**抽出テキスト**:
╔══
場面が惑星バルカから始まる。つまり二巻部分だ。
腰を曲げた四足歩行で何処かへ向かう大集団。その一体が懐から3D端末を出し、ホロ映像を眺める…すると、仲間が語りかける。
「ちゅーちゅー」
部屋で一人吹いた。いやもう、大したもんだ。渋いおっさん声優がネズミ星人の声を「ちゅーちゅー」だと。
ユニーク過ぎるぞ。これ惑星バルカの一大決心場面なのに、もう画面情報が面白い。
孫のホロ映像を見ているんだが、しかし今それをやる理由にはならんだろう。何で移動中にそれをやるんだ。
やるならば、陣地を取り囲んで攻撃合図が来る前の静寂だろうが。

ややこの辺りで頭にハテナがつき始めた。

戦闘シーン。体格や種族の違う混成部隊とネズミ星人との戦い。
この混成部隊が弱過ぎるのは、これで良い。これが正確な描写。
ブンカーで銃をぶっ放しながらランボーよろしく叫んでいるヤキトリ主人公たち…なんだけど、アキラのメットに英語が書かれてるのは何で?

時間を遡り、日中バルカで隊列を組もうとするヤキトリ(インスタント)たち。
上手く隊列を組めないヤキトリたちを表現しようとしてるんだが、そもそも隊列を組もうとしてるように全く見えない。ヤキトリは隊列が何か分かっていないはずがないのだが?
「体格が違うから、個人同士のスタンスが一定にならず、結果隊列が乱れる」という表現ならわかるが、そもそも「組めない」はおかしい。ヤキトリは集団行動をするように知識を焼かれている存在だから、隊列は組むものだ。その隊列の組み方に、例えば肩幅などの身体基準を当てはめたり、隣の肩の位置から距離いくつ、みたいな基準で焼かれて結果端に誤差が出まくるというのがギャグポイントなのだ。これは集団行動の知識が薄い人がこの場面を作ったのか?
あと、隊列を乱してるのって鳥型の奴だけじゃない?これはおかしいだろ。他のやつも困った描写がないとおかしい。
管制AIがあって共通言語「スリランカ語」を焼かれているんだから、別種個体間でも対話が可能なのだ。異星人が動物がモチーフなのはあくまで視覚表現であり、会話が出来る存在だと視聴者に示していない段階でこれは、本当に意思疎通出来ない、知能の低い動物じゃないか。
着衣を着てるから知能はあると判断するだろう、は流石に乱暴だろうに。

あと、モチーフになっている動物の仕草を入れるのはいいとして、それをわざわざ強調してるのはどうなんだ。こいつらは猫のような、犬のような姿をしているが、異星人だぞ?
この辺りのバランス感覚はどうなんだろう。全く知らない人からすると、地球にいる生物が進化した猿の惑星的イメージに固定されないだろうか。一応、今のヤキトリで示されている情報からは、地球外の生命体であり、アキラたち地球人からして犬や猫で例えているだけなのだが。
╚══
[抽出された記録]
╔══
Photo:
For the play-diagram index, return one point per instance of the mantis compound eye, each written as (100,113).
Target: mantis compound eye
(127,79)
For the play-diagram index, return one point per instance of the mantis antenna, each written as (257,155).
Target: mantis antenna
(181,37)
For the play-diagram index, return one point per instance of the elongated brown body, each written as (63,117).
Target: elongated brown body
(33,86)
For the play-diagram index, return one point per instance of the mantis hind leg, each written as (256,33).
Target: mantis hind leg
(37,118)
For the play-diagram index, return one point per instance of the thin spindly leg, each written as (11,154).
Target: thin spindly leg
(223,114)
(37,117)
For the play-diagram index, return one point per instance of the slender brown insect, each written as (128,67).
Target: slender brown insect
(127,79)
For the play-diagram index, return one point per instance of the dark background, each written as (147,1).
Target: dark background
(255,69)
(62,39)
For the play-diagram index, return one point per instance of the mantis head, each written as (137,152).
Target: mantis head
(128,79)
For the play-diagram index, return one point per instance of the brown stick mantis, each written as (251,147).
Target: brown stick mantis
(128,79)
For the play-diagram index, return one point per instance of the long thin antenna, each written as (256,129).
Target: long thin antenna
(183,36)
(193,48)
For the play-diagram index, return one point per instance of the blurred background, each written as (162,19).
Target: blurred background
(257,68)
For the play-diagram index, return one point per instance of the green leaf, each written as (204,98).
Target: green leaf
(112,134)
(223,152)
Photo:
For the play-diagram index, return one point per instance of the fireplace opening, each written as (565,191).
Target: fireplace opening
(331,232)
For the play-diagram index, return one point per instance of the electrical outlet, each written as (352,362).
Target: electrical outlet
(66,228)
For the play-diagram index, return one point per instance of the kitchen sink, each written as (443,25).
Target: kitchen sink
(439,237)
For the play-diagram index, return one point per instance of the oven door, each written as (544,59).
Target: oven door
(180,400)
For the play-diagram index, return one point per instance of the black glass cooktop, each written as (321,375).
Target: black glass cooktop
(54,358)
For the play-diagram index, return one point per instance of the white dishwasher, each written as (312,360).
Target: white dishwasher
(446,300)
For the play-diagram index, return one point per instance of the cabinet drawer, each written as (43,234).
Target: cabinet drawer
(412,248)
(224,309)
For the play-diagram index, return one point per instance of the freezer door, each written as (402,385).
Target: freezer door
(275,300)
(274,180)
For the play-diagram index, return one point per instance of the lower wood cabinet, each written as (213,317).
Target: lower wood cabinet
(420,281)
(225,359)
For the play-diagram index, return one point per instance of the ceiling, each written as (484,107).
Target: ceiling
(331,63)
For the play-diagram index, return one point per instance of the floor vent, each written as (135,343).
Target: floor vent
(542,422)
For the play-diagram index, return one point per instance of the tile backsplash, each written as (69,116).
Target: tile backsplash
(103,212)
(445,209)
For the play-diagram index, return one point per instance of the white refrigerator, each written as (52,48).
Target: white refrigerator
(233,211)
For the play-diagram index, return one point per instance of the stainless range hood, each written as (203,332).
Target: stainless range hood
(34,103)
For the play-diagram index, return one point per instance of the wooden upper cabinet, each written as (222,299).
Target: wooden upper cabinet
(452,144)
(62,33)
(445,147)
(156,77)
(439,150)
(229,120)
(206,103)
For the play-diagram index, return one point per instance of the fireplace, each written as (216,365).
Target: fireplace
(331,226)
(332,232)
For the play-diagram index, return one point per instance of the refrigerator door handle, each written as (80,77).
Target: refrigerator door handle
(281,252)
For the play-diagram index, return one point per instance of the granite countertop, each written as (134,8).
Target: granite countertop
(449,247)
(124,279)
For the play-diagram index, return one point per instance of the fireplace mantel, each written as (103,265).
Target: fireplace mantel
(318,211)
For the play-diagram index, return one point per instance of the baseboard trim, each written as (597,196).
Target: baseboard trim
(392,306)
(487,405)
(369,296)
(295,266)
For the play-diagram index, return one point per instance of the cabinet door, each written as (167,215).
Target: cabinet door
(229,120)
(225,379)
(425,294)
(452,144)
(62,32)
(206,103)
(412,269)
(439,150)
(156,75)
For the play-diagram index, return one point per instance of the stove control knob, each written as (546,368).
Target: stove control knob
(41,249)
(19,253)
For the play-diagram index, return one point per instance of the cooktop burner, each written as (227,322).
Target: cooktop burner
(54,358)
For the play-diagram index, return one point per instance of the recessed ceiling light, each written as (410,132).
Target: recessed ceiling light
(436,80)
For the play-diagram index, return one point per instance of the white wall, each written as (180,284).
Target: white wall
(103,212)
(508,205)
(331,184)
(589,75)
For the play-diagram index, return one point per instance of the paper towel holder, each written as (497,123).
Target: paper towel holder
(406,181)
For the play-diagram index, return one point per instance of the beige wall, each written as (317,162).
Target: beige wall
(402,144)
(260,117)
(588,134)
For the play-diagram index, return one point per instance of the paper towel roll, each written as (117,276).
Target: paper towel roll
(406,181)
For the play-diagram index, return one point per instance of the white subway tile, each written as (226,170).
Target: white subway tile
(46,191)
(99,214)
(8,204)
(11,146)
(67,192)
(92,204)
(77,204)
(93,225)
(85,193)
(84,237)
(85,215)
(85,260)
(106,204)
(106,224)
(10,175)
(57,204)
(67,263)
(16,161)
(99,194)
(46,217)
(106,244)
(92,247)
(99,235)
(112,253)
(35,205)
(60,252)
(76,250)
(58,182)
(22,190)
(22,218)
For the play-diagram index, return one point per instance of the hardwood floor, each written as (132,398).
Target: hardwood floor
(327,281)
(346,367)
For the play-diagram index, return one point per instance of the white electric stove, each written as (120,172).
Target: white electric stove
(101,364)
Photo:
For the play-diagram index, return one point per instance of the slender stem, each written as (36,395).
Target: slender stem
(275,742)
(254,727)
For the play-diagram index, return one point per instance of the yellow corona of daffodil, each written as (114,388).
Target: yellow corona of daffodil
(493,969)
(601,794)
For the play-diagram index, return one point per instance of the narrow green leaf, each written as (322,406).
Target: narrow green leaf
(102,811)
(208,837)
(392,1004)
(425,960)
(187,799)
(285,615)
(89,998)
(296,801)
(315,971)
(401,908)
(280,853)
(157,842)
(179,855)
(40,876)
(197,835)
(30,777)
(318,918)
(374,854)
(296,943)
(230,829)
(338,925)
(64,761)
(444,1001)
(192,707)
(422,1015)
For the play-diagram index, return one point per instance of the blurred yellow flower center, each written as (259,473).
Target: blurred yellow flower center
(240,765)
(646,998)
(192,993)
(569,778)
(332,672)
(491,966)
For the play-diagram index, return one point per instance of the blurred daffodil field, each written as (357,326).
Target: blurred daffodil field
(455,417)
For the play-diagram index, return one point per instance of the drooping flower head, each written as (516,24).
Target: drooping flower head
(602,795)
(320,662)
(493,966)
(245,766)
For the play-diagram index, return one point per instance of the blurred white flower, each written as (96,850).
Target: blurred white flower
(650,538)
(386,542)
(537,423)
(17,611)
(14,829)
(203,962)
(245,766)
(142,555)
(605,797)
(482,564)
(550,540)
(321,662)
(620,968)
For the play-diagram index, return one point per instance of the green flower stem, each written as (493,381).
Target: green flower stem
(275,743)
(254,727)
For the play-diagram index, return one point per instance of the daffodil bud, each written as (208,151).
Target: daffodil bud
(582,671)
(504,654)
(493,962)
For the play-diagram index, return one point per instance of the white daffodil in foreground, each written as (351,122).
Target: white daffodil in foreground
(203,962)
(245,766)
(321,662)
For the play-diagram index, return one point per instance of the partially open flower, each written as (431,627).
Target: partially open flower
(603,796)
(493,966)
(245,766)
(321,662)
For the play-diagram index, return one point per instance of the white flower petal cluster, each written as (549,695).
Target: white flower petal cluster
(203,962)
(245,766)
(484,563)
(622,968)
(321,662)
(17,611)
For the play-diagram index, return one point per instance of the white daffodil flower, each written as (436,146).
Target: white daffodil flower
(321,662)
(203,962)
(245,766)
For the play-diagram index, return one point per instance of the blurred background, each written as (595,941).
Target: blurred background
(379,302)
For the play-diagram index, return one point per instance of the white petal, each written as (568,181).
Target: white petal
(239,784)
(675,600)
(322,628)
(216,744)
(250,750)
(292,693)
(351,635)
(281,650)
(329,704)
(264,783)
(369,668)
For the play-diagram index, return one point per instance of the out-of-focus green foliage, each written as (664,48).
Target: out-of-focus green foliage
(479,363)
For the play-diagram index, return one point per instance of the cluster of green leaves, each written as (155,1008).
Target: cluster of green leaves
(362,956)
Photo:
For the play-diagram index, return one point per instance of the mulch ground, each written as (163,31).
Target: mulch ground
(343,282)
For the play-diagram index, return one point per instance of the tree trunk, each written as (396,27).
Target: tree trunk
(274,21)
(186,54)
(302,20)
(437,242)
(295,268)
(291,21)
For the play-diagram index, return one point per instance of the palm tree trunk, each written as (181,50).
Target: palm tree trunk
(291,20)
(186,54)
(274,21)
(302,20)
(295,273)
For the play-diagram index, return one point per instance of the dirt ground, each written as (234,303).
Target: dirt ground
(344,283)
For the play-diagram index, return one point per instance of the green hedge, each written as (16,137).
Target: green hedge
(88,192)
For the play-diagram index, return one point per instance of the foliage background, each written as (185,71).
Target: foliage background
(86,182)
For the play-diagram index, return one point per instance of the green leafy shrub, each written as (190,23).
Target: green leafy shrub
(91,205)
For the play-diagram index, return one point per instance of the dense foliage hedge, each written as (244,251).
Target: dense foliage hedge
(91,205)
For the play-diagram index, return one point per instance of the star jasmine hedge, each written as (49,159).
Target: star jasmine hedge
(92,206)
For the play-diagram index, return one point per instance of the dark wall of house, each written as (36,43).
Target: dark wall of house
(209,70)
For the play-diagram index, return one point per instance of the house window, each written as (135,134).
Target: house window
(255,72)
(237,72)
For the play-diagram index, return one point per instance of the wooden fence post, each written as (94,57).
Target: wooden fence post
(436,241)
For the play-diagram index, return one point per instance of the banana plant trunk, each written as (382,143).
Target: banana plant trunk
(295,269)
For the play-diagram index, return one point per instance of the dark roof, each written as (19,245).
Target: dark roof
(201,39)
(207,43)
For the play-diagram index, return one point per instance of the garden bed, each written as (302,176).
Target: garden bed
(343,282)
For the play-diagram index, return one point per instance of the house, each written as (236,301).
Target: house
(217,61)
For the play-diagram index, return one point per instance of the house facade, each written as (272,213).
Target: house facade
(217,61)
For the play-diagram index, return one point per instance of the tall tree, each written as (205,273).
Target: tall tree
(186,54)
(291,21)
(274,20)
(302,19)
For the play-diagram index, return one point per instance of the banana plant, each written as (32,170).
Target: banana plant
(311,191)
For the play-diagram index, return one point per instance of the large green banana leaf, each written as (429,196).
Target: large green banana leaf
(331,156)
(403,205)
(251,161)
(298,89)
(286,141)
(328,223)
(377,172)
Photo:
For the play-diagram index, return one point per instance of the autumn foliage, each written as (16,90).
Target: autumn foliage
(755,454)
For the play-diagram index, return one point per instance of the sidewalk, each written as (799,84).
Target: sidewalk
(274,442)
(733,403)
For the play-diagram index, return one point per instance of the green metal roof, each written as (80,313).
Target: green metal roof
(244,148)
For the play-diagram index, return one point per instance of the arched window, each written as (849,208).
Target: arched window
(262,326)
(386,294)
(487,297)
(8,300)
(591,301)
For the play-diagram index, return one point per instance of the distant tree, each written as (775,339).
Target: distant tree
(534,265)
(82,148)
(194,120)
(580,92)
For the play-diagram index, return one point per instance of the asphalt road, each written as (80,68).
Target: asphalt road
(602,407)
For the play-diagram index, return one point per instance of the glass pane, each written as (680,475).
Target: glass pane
╚══
**課題と演習**:
1. 感想文で、異星人の姿のもとになっている動物として出てくるものをすべて挙げよ。
2. 感想文の「腰を曲げた四足歩行で何処かへ」から「戦闘シーン。体格や種族の違う混成部隊とネズミ星人との戦い。」までの箇所を、一字も変えずに書き出してください。
3. 感想文について、次の問いに短く答えよ。
(a) ネズミ星人が移動中に見ているのは誰のホロ映像か。
(b) アキラのメットには何語が書かれているか。
(c) 共通言語として焼かれているのは何語か。

**課題ごとの結果**:
1. ネズミ、鳥、猫、犬

2.
腰を曲げた四足歩行で何処かへ向かう大集団。その一体が懐から3D端末を出し、ホロ映像を眺める…すると、仲間が語りかける。
「ちゅーちゅー」
部屋で一人吹いた。いやもう、大したもんだ。渋いおっさん声優がネズミ星人の声を「ちゅーちゅー」だと。
ユニーク過ぎるぞ。これ惑星バルカの一大決心場面なのに、もう画面情報が面白い。
孫のホロ映像を見ているんだが、しかし今それをやる理由にはならんだろう。何で移動中にそれをやるんだ。
やるならば、陣地を取り囲んで攻撃合図が来る前の静寂だろうが。

ややこの辺りで頭にハテナがつき始めた。

戦闘シーン。体格や種族の違う混成部隊とネズミ星人との戦い。

3.
(a) 孫
(b) 英語
(c) スリランカ語